Reproduce the following lines verbatim, leaving out the pictures.

(Recorded data)
# # # #

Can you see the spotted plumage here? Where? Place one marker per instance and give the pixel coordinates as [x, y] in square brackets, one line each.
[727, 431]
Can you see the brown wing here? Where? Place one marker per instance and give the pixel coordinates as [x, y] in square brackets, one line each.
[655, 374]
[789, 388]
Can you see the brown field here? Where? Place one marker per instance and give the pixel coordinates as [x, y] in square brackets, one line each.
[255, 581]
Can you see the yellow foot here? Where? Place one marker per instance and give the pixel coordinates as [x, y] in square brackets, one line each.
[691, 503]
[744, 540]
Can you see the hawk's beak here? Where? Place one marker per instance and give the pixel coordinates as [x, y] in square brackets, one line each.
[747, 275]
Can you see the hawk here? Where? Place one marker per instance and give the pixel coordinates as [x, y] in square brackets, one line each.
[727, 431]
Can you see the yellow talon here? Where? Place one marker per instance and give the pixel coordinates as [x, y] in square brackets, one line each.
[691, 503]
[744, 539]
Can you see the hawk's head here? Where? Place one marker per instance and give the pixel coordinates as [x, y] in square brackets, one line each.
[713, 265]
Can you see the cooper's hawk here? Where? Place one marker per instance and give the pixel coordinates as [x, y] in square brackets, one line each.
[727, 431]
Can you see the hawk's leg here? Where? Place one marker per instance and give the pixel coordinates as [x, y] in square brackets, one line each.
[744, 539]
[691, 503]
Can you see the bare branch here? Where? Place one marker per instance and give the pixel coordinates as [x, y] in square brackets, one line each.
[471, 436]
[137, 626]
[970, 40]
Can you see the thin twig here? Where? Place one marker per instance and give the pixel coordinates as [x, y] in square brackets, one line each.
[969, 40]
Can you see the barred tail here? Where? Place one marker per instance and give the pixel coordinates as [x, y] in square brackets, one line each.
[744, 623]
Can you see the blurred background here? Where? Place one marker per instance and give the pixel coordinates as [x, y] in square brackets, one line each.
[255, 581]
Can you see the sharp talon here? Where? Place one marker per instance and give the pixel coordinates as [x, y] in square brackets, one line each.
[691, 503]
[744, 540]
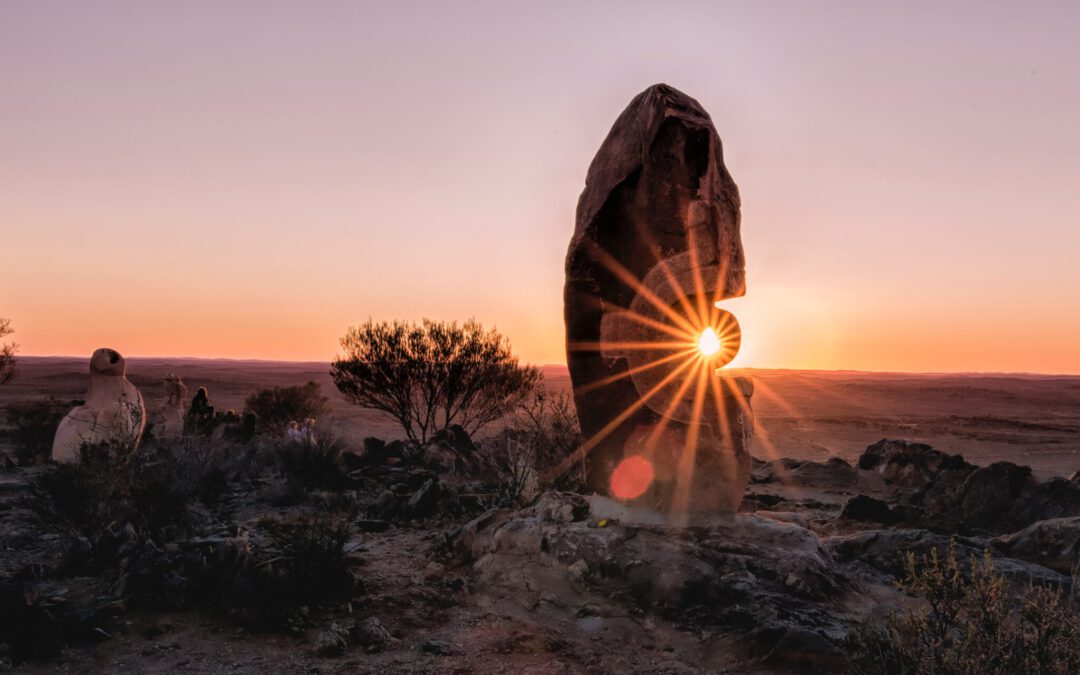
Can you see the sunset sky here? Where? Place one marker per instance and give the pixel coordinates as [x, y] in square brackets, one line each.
[247, 179]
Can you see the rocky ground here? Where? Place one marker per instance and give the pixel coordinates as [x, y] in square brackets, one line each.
[430, 569]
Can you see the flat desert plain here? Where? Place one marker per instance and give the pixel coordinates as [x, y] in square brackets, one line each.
[1028, 419]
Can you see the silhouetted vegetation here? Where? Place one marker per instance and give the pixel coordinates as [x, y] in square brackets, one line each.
[151, 489]
[970, 622]
[432, 375]
[277, 406]
[34, 427]
[7, 352]
[531, 453]
[314, 461]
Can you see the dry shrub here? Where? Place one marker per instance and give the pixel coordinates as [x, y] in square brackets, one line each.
[34, 427]
[313, 462]
[152, 488]
[534, 450]
[971, 622]
[302, 562]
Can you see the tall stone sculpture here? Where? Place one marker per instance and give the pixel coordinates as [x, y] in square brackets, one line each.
[113, 412]
[173, 407]
[656, 246]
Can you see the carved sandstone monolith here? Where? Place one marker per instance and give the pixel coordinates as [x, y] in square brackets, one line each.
[113, 412]
[656, 247]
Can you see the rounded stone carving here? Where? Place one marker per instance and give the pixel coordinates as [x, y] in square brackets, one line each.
[113, 412]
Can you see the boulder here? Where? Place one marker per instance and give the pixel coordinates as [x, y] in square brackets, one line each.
[1053, 543]
[113, 413]
[171, 409]
[833, 473]
[740, 572]
[867, 510]
[656, 245]
[905, 463]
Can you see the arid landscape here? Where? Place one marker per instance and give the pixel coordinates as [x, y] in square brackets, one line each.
[1028, 419]
[569, 338]
[434, 594]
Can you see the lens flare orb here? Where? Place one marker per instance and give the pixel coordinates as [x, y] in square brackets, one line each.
[710, 342]
[632, 477]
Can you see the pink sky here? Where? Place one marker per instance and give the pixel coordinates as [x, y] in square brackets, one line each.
[246, 179]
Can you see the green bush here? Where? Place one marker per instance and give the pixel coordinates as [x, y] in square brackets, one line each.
[972, 623]
[433, 375]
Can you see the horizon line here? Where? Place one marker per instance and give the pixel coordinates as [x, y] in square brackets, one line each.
[563, 365]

# # # #

_EXPECTED ANSWER_
Can you see the spotted plumage here? Where? Place one marker per instance and give the pixel coordinates as [x, y] in square brackets, one line each.
[727, 431]
Can you see the brown wing here? Where? Place one marker per instance and give the pixel coordinates as [x, y] in square brackets, one line each.
[655, 374]
[789, 388]
Can you see the brown field here? Where? Place one marker per instance and give the pixel coordinates as [x, y] in square brackets, one line each.
[255, 581]
Can you see the yellow foot here? Where? Place one marker per instance and give the pixel coordinates as [x, y] in square brackets, one line each.
[691, 503]
[744, 540]
Can you see the hawk's beak here? Where? Place one marker per instance and give the pixel coordinates as [x, y] in square brackets, one line each.
[747, 275]
Can you see the hawk here? Where? Place one marker per instance and give the pixel coordinates as [x, y] in square brackets, one line each.
[727, 431]
Can you see the yellow talon here? Where? Place one marker per instance and give the pixel coordinates as [x, y] in square brackets, one line each.
[691, 503]
[744, 539]
Can you see the hawk's head here? Where? Place one marker per instance and give the pixel coordinates as [x, y] in square brackets, one line each.
[713, 265]
Can you see the cooper's hawk here? Where? Place one marker per instance and give the pixel coordinates as [x, y] in square brackets, one line each.
[727, 431]
Can you see the hawk's leg here? Where? Place one marker per instance and give the pixel coordinates as [x, y] in square brackets, one line each.
[744, 539]
[691, 503]
Can you see the bare branch here? Where? Place one marker per instance and give the pixel coordinates as [x, y] in square brackets, one line each.
[471, 436]
[137, 626]
[970, 40]
Can you see the thin twig here? Where? Place one marker per instance and give the pixel coordinates as [x, y] in square brackets, one line each.
[969, 40]
Can you see the barred tail here? Where? Place one marker per instance and give the pixel coordinates as [x, y] in square brackets, one line each.
[744, 623]
Can you see the blurred background here? Where? Place one marker per instance and give the pixel coordinates as [x, y] in square brackets, one line each.
[255, 581]
Can you see the sharp talon here? Where? Place one marker per instance and give the pixel coordinates as [x, y] in square brackets, one line each.
[691, 503]
[744, 540]
Can you see the sunset sky here? Where? Place one marker per instance and give the pixel coordinates as [x, y] in square brackets, one line each.
[247, 179]
Can you see the rocky ground here? Where? Place one marker per instance and give the pixel coordinates as [x, y] in square brackets, one line each.
[430, 569]
Can you see the flat desert plain here? Where? Place one marker per instance and give the pixel coordinates as [x, y] in square brackets, one line each.
[1028, 419]
Can you see the silhouetted vegetation here? Where? Place one marker per instance and give the pixel coordinates as [x, y] in square brackets, one line each.
[151, 489]
[970, 622]
[432, 375]
[277, 406]
[34, 427]
[7, 352]
[531, 453]
[314, 461]
Can you see the dry shrub here? Where? Place one marker per instance and give the pixel coordinates as [x, y] in square brackets, one line each.
[34, 427]
[313, 462]
[152, 488]
[534, 450]
[971, 622]
[302, 562]
Can you see the tall stone sculpture here? Where? Place one marker per instance and give the pixel coordinates as [x, y] in square brackets, one line each.
[113, 412]
[173, 407]
[656, 246]
Can you see the carved sandstone monolith here? Where? Place one marker per instance and give the pixel coordinates as [x, y] in square brackets, one line each.
[113, 412]
[656, 247]
Can you see the rounded stone carving here? Where? Place one marker per instance and give the pixel coordinates as [x, y] in square brackets, one line each.
[113, 412]
Can you see the boulder here? Where? Place one marker per instance and give the pixel coordinates as [x, y] in square brackets, one line each.
[1053, 543]
[113, 413]
[171, 409]
[833, 473]
[740, 572]
[867, 510]
[656, 245]
[905, 463]
Can you see the arid landscape here? Where? Place one marker per instance and give the pixel coordinates as [x, y] in square brackets, one line each.
[1028, 419]
[569, 338]
[434, 594]
Can you see the lens flare orb here? Where? Place one marker per instance and give the pixel coordinates as [x, y] in square brackets, one line each.
[710, 342]
[632, 477]
Can you see the pink sky here? Where? Place one marker per instance and give the pixel coordinates as [x, y] in square brackets, one line each.
[246, 179]
Can you see the green bush here? Where? Place one marker per instance and give the pixel coordinates as [x, y] in square brackets, one line each.
[972, 623]
[433, 375]
Can you see the horizon line here? Where? Place one marker per instance and give the pixel coordinates as [x, y] in square brackets, one line each.
[563, 365]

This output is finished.